-- SOURCE TEXT follows --

Rachel Johnson reprises her fortnightly column to pay tribute to Tessa Jowell and venerated French publisher Bernard de Fallois.
I checked into the Eurostar terminal at St Pancras, very hungover, and made for Pret before boarding the train to Paris. I ‘grabbed’ a flat white and then found a table. Someone had left a plastic bottle with one of those sucky nipple tops you pull out, empty. Just looking at it made me realise how dehydrated I was. But I’ve watched Blue Planet II. I hate the tide of plastic as much as the next man. It’s crazy that there are instructions on the Underground saying, ‘in this hot weather carry water at all times’, as it’s an incitement to buy yet more single use bottles. So I picked it up and sailed back into Pret. At the counter, I asked the nice girl (from Romania, I guess) to fill it up. This caused consternation. The manager was summoned, who explained the tap water was not filtered and not drinkable. They ended up filling my bottle by taking another new plastic bottle and transfusing the liquid from one to another. Total fail.

-- SOURCE TEXT concluded --
-- DATASET CONTENT follows --

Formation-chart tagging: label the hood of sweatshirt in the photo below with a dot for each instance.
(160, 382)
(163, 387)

-- DATASET CONTENT concluded --
-- DATASET CONTENT follows --

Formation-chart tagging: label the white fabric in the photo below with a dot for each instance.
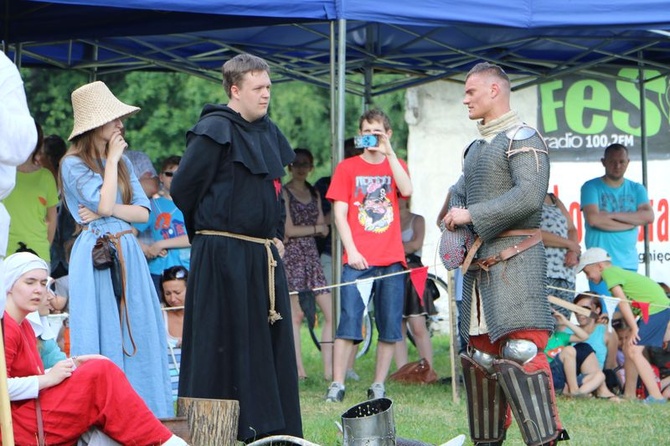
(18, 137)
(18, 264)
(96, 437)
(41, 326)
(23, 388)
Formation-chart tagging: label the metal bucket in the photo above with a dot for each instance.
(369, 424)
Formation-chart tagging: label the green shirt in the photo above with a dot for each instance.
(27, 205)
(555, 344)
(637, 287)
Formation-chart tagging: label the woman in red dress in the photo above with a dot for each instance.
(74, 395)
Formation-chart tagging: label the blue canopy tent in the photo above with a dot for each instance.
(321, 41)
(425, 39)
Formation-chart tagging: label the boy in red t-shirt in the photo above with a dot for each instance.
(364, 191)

-- DATASET CONTENT concluded --
-- DATASET CONTENT follows --

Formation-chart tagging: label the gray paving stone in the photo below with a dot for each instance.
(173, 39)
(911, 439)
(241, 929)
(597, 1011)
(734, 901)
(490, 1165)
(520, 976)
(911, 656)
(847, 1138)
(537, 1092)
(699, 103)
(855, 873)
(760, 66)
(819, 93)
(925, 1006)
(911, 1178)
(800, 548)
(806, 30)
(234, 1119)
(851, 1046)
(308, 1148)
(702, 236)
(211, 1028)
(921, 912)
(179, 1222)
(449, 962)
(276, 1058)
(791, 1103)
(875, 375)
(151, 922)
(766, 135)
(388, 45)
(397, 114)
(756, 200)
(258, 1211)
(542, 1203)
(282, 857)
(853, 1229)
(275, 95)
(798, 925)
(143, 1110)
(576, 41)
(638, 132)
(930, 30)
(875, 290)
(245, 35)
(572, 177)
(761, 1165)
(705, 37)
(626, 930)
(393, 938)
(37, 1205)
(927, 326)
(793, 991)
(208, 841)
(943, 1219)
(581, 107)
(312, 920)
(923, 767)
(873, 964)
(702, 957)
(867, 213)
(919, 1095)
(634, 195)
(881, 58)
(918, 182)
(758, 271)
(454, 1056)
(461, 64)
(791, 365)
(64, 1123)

-- DATASET CONTENT concluded --

## WHAT NEEDS TO BE DONE:
In the Pret column, how did the staff end up filling the bottle that was brought to the counter? Rely only on the Pret column for what comes next.

## RESULT OF THIS TASK:
They took another new plastic bottle and transferred its water into the brought bottle.